• **What is asked**
Report, copied in full, every line of the entries below that contains the string "truck".

>> start Provided data

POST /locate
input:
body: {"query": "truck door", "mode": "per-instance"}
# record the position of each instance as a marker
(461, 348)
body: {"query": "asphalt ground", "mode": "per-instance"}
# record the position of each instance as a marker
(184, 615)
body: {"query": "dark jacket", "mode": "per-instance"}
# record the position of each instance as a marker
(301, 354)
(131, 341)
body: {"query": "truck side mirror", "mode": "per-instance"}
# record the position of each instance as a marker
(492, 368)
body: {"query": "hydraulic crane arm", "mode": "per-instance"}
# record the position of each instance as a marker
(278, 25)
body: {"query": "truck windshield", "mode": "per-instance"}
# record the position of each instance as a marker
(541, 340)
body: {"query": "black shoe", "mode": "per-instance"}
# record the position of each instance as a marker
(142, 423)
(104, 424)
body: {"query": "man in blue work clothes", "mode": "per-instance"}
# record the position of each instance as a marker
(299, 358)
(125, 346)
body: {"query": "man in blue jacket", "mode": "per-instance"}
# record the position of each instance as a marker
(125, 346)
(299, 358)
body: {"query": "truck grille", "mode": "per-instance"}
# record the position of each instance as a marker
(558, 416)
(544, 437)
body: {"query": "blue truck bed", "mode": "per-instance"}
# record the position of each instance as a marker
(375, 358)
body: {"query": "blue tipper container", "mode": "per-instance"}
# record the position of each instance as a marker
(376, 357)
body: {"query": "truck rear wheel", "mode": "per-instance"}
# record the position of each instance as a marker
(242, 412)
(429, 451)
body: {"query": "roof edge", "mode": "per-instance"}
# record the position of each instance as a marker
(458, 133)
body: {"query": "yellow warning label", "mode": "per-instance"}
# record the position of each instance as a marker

>> end Provided data

• **Written response**
body: {"query": "truck door", "mode": "per-instance"}
body: {"query": "truck side mirror", "mode": "per-instance"}
body: {"query": "truck windshield", "mode": "per-instance"}
body: {"query": "truck grille", "mode": "per-instance"}
body: {"query": "blue truck bed", "mode": "per-instance"}
body: {"query": "truck rear wheel", "mode": "per-instance"}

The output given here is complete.